Available records:
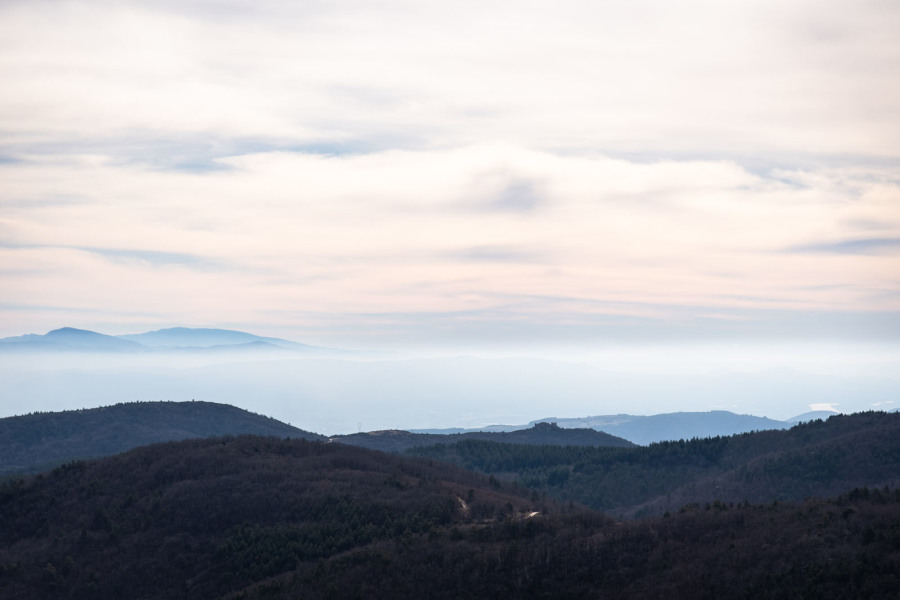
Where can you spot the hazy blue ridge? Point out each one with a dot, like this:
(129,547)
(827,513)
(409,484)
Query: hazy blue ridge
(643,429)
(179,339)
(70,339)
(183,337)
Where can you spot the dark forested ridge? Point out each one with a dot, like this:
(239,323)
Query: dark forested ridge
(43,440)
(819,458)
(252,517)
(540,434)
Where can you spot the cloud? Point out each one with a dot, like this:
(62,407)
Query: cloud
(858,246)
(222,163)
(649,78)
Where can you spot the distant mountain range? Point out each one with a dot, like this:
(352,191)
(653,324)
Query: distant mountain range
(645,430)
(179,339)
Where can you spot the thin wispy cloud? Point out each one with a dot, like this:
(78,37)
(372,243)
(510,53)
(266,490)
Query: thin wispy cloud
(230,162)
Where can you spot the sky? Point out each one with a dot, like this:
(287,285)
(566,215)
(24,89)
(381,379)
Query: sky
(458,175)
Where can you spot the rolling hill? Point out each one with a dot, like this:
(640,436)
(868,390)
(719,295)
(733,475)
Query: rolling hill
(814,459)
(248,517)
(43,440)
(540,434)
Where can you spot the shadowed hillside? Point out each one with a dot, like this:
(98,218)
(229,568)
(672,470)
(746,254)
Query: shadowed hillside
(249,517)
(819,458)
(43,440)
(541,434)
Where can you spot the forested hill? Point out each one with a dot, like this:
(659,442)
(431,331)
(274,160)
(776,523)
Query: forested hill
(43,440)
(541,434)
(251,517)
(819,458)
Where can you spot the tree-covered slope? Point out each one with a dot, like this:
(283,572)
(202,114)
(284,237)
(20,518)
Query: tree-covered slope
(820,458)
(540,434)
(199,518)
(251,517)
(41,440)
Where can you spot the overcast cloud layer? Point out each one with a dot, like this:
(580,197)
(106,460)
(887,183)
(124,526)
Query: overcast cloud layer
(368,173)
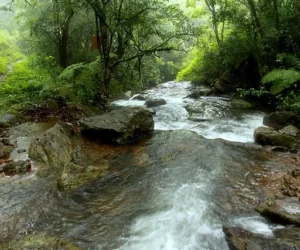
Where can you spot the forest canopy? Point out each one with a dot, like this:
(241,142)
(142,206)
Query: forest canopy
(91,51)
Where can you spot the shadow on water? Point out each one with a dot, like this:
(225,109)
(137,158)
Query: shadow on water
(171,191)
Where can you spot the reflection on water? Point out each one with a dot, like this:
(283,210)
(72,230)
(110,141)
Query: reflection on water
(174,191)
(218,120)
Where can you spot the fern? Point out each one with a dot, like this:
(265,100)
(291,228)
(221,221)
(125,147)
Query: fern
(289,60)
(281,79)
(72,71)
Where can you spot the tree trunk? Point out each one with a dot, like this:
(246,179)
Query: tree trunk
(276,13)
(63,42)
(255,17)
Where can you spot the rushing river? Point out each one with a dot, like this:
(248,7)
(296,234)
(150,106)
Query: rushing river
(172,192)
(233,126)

Your instructions:
Write out the listing again from the line holding "Where can you spot the reflection" through the end of the listing, inclusive, requests included. Multiply both coordinates of every answer point by 0.3 and round to whole numbers, with halves rounding up, but leave the requests and their sample points unchanged.

Solved problem:
Where can you spot the reflection on water? Point out each one with a dot, like this:
(283,210)
(72,230)
(110,141)
Query: reflection on water
(52,57)
(65,36)
Where can you spot the fern? Point out each one with a dot, like this:
(265,100)
(291,228)
(221,221)
(125,147)
Query: fern
(87,18)
(84,24)
(22,21)
Where can you spot the tree trunk? Point out each one with a dot, like this:
(246,179)
Query: tree trunk
(83,4)
(19,13)
(77,5)
Where can you spot the rushing river? Point out each one with a dot, like this:
(248,7)
(296,234)
(150,106)
Query: rushing river
(52,58)
(70,38)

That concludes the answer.